[DATA EXCERPTS start]
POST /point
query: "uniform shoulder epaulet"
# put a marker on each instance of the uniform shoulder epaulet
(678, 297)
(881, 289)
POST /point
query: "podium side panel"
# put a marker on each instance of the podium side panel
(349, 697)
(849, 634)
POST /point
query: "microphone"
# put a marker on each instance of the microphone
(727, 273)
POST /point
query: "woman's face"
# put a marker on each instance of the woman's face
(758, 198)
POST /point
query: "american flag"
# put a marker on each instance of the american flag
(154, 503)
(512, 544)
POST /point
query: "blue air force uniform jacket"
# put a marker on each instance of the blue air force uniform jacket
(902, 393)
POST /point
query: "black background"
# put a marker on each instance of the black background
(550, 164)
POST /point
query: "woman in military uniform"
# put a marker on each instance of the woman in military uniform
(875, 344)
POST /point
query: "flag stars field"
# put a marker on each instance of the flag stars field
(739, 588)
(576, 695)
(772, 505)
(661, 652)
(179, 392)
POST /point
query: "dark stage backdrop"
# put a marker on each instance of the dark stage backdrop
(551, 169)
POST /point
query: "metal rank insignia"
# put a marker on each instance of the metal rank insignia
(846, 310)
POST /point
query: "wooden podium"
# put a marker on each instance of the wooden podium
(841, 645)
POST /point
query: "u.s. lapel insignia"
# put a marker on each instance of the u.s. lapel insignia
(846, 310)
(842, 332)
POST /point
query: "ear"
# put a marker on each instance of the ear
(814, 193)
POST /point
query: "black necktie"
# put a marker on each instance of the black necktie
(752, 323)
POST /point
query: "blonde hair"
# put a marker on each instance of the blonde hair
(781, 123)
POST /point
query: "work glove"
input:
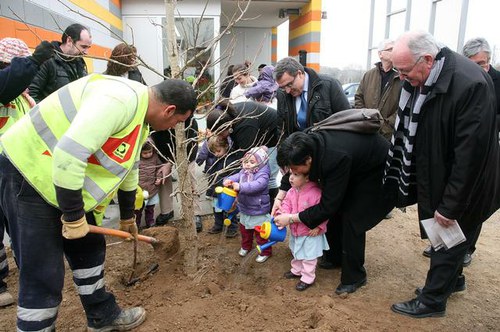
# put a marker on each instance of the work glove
(43, 52)
(129, 225)
(75, 229)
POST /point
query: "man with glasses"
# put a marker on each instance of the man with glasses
(66, 65)
(444, 156)
(479, 51)
(379, 88)
(305, 98)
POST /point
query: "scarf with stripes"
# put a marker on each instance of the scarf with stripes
(400, 165)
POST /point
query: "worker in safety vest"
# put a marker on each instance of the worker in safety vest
(59, 162)
(17, 69)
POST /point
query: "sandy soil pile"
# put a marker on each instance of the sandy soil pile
(234, 294)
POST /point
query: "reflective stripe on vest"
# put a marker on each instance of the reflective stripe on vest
(34, 315)
(31, 148)
(74, 148)
(13, 111)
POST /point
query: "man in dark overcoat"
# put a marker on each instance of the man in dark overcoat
(444, 155)
(349, 167)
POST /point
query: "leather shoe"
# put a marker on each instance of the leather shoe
(341, 289)
(302, 286)
(327, 265)
(290, 275)
(467, 259)
(459, 286)
(163, 219)
(416, 309)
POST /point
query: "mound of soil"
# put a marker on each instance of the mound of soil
(233, 293)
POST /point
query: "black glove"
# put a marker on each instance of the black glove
(43, 52)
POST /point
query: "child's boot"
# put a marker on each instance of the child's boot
(150, 216)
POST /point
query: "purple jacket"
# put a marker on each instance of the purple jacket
(253, 197)
(297, 201)
(205, 156)
(264, 90)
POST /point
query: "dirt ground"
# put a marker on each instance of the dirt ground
(234, 294)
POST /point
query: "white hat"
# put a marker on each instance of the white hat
(11, 48)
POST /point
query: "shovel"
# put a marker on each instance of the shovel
(125, 235)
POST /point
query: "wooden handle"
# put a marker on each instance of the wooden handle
(122, 234)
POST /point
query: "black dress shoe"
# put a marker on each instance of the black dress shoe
(327, 265)
(199, 224)
(427, 251)
(301, 286)
(290, 275)
(460, 286)
(341, 289)
(416, 309)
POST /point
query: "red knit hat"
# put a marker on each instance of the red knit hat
(12, 47)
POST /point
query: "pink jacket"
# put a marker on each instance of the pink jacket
(297, 201)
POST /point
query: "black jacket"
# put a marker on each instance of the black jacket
(456, 147)
(16, 78)
(325, 97)
(349, 168)
(56, 73)
(495, 76)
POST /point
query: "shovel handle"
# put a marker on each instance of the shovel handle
(122, 234)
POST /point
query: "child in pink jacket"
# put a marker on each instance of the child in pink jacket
(306, 244)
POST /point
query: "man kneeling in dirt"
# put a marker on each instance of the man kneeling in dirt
(62, 160)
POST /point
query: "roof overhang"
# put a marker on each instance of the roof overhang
(260, 13)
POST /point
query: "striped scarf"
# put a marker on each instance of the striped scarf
(400, 166)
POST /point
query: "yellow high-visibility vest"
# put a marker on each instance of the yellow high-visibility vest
(11, 112)
(30, 142)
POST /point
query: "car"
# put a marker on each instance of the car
(350, 91)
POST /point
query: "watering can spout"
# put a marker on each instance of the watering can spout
(269, 231)
(263, 247)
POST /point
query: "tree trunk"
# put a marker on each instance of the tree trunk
(185, 190)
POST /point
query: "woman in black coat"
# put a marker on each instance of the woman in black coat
(348, 167)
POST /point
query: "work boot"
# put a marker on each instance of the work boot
(126, 320)
(231, 232)
(199, 225)
(6, 299)
(149, 215)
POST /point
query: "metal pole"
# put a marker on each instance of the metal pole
(463, 25)
(388, 18)
(408, 15)
(432, 19)
(370, 35)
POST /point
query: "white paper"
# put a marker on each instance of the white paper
(440, 236)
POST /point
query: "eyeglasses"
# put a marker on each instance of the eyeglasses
(483, 64)
(405, 72)
(289, 85)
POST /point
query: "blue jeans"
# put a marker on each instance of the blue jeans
(37, 241)
(273, 165)
(4, 267)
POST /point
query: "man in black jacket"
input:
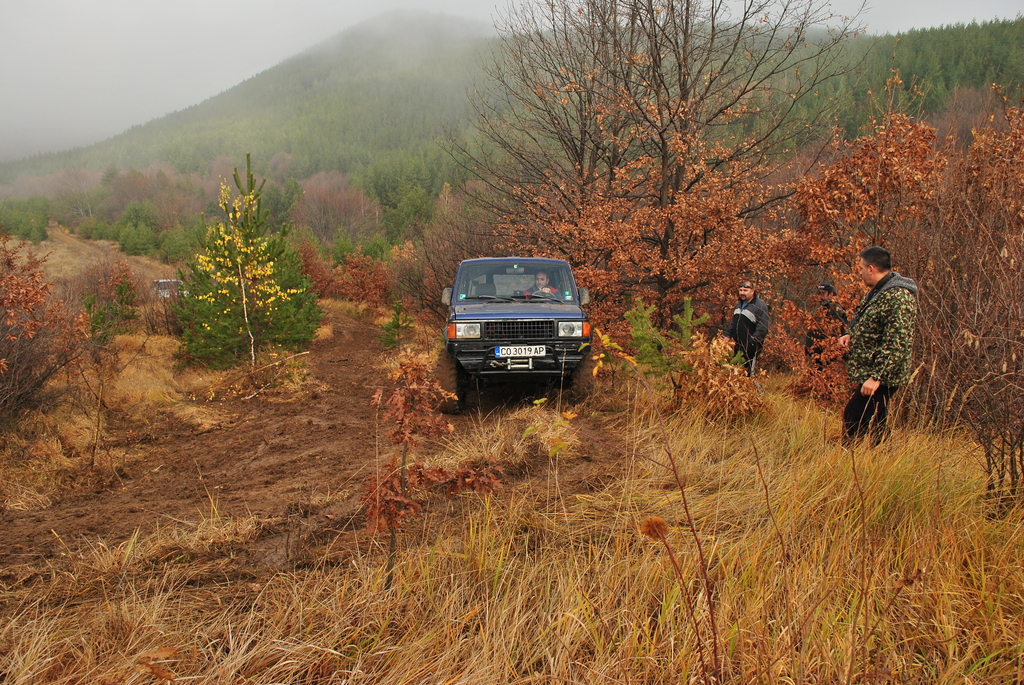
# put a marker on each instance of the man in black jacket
(749, 329)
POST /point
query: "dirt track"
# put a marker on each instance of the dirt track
(298, 457)
(272, 456)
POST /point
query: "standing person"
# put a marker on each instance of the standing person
(880, 341)
(749, 329)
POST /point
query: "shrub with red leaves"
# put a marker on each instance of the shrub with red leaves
(37, 336)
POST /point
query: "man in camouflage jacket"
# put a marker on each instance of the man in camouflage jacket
(880, 342)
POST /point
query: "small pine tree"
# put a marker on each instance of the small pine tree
(245, 289)
(658, 352)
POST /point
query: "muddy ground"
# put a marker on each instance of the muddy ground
(297, 457)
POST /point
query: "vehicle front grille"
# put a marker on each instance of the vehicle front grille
(529, 330)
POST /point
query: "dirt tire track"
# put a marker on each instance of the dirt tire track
(273, 454)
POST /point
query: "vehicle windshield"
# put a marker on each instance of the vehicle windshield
(519, 281)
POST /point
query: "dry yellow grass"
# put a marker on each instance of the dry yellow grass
(68, 256)
(136, 376)
(825, 566)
[DATA EXCERPTS end]
WHAT YOU WILL DO: The records above must be printed exactly; the pictures stay out.

OUTPUT OF THE TASK:
POST /point
query: "uniform shoulder epaulet"
# put a marker on each instance of the uniform shoulder epaulet
(678, 297)
(881, 289)
POST /point
query: "podium side panel"
# put a marker on each instance of the podium side panel
(349, 697)
(849, 634)
POST /point
query: "microphone"
# put a marker on each instance of the microphone
(727, 273)
POST /point
query: "woman's face"
# put a marker on each instance of the woman's face
(758, 198)
POST /point
query: "american flag"
# put a marker on each instance of the american flag
(154, 503)
(512, 544)
POST /point
query: "blue air force uniform jacket"
# put a marker on each instance of the blue air force uniform jacket
(902, 393)
POST /point
query: "black background"
# put a marker on each instance of the black background
(550, 164)
POST /point
query: "woman in military uniform"
# put a marker on each instance of the woman in military uniform
(875, 344)
POST /point
query: "flag stars field"
# put a marker on each instance of the flag stars field
(739, 588)
(576, 695)
(772, 505)
(661, 652)
(179, 392)
POST /point
query: "dark stage backdrop"
# put a marker on each instance of the dark stage backdrop
(551, 169)
POST /point
query: "metal rank insignia"
# put a marker on each instance of the metal rank insignia
(846, 310)
POST /point
query: "wooden podium"
# put a marker on each instance of the wooden podium
(841, 645)
POST /point
query: "u.s. lapel insignia"
# put a marker on each instance of the u.s. lapel insignia
(846, 310)
(842, 332)
POST /point
query: "ear"
# put a marker on each instance of the ear
(814, 193)
POST /point
query: "black necktie"
# put a marker on each instance of the black necktie
(752, 323)
POST /point
query: "blonde hair"
# put a marker on each instance of the blonde hair
(781, 123)
POST /point
query: "work glove"
input:
# put a marker on each instance of the work glove
(43, 52)
(129, 225)
(75, 229)
POST /point
query: "man with glasses"
# put a marker on each instance of the man with glasses
(66, 65)
(444, 156)
(479, 51)
(379, 88)
(305, 98)
POST /point
query: "scarf with stripes"
# put a marker on each instance of the scarf with stripes
(400, 165)
POST /point
query: "worker in safety vest"
# put a marker on each instance of the worker in safety vest
(59, 162)
(17, 69)
POST /point
query: "sandy soil pile"
# put a marker on each instance of the sandy soil pile
(234, 294)
POST /point
query: "reflective stripe on vest"
# put a marker on each instance of the reflective stripe on vest
(34, 315)
(31, 148)
(74, 148)
(13, 111)
POST /point
query: "man in dark overcoat"
# put a marker on each instance of the man in dark overcoat
(444, 155)
(349, 167)
POST /point
query: "leather shoe"
# put a marker on each instance of the leather shoe
(341, 289)
(302, 286)
(327, 265)
(290, 275)
(467, 259)
(459, 286)
(163, 219)
(416, 309)
POST /point
query: "mound of soil"
# put a marker on each instance of the mound of soil
(233, 293)
POST /point
query: "black glove"
# put a marker on each instance of the black glove
(43, 52)
POST /point
query: "child's boot"
# put a marker on each instance of the child's boot
(150, 216)
POST /point
query: "purple jacket"
# put a marker on each instance of the purple jacket
(253, 197)
(297, 201)
(205, 156)
(264, 90)
POST /point
query: "dirt ground"
# put a marker on each instance of the dirt ground
(234, 294)
POST /point
query: "white hat"
# put a marker on each instance of the white hat
(11, 48)
POST /point
query: "shovel"
# put a marker on each instance of the shovel
(125, 235)
POST /point
query: "wooden handle"
# put a marker on each instance of the wooden handle
(122, 234)
POST /point
query: "black dress shoe"
# put a marker on each instance of the black dress shoe
(327, 265)
(199, 224)
(427, 251)
(301, 286)
(290, 275)
(460, 286)
(341, 289)
(416, 309)
POST /point
query: "red knit hat"
# put a marker on each instance of the red knit hat
(12, 47)
POST /point
query: "pink jacket"
# put a marker on each instance of the pink jacket
(297, 201)
POST /point
query: "black jacket"
# put a marker on each instance of the black jacket
(456, 147)
(16, 78)
(325, 97)
(349, 168)
(56, 73)
(495, 76)
POST /point
query: "shovel handle"
# put a marker on each instance of the shovel handle
(122, 234)
POST /point
query: "child in pink jacket"
# put a marker on each instance of the child in pink jacket
(306, 244)
POST /point
query: "man kneeling in dirt"
# put a marker on each instance of the man kneeling in dirt
(62, 160)
POST /point
query: "roof overhang"
# put a marker on each instance of the roof overhang
(260, 13)
POST /point
query: "striped scarf"
# put a marker on each instance of the striped scarf
(400, 166)
POST /point
query: "yellow high-visibility vest"
# put a marker on each instance of the yellow high-visibility vest
(11, 112)
(30, 142)
POST /point
query: "car"
# put a marker on each instance of the car
(350, 91)
POST /point
query: "watering can spout"
# put a marker on each instance of the watering can spout
(269, 231)
(263, 247)
POST /point
query: "tree trunk"
# put a marker on each instance of the tree trunk
(185, 190)
POST /point
query: "woman in black coat"
# put a marker on each instance of the woman in black coat
(348, 167)
POST /point
query: "work boot"
# put a marker on each instance of the work boot
(126, 320)
(231, 232)
(199, 225)
(6, 299)
(149, 215)
POST /point
query: "metal pole"
# put a marker on each instance of the metal pole
(463, 25)
(388, 18)
(408, 15)
(432, 19)
(370, 35)
POST /point
query: "white paper"
# put a marker on each instance of the white paper
(440, 236)
POST /point
query: "eyeglasses"
# put a marker on each instance of the eyeglasses
(483, 64)
(405, 72)
(289, 85)
POST /point
query: "blue jeans"
# put a marker on each instance of the blue jeans
(37, 241)
(273, 165)
(4, 267)
POST /point
query: "man in black jacket"
input:
# put a marker on each instance of the man in black jacket
(749, 329)
POST /point
query: "dirt track"
# put a marker on each instance of the dirt track
(298, 457)
(272, 456)
POST /point
query: "standing person"
# put a marker on each instance of the standing person
(880, 341)
(749, 329)
POST /point
query: "shrub with red leaves"
# put a marker on each instance of the shrub with red leaves
(37, 336)
POST /point
query: "man in camouflage jacket"
# put a marker on each instance of the man in camouflage jacket
(880, 342)
POST /point
query: "small pine tree"
# put a marker on each instance of the small pine tree
(245, 289)
(658, 352)
POST /point
query: "muddy ground"
# put a marker on each instance of the muddy ground
(297, 457)
POST /point
query: "vehicle front grille"
# put a marker on each instance of the vehicle front grille
(529, 330)
POST /point
query: "dirt tire track"
# put a marker on each instance of the dirt tire track
(273, 454)
POST /point
query: "vehicle windshield"
# put a marker on each instance of the vehicle windshield
(519, 281)
POST /point
query: "dry yellow grass"
# put a marker on each instance of the dry yellow grass
(68, 256)
(136, 376)
(825, 566)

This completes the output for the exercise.